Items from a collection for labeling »
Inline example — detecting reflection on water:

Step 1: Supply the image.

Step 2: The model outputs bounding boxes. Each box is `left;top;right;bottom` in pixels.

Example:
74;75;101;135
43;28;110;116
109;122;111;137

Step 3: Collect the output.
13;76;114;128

DO THIS » Reproduce every one of the lines above verbatim, without altering any character.

ANSWER FOR THIS EXERCISE »
Inline example — detecting reflection on water:

Step 1: Supply the image.

Step 2: The model outputs bounding boxes. Each box is `left;top;right;bottom` in pixels.

Example:
74;75;101;135
43;28;110;116
109;122;111;137

Step 3: Collect the output.
13;76;114;128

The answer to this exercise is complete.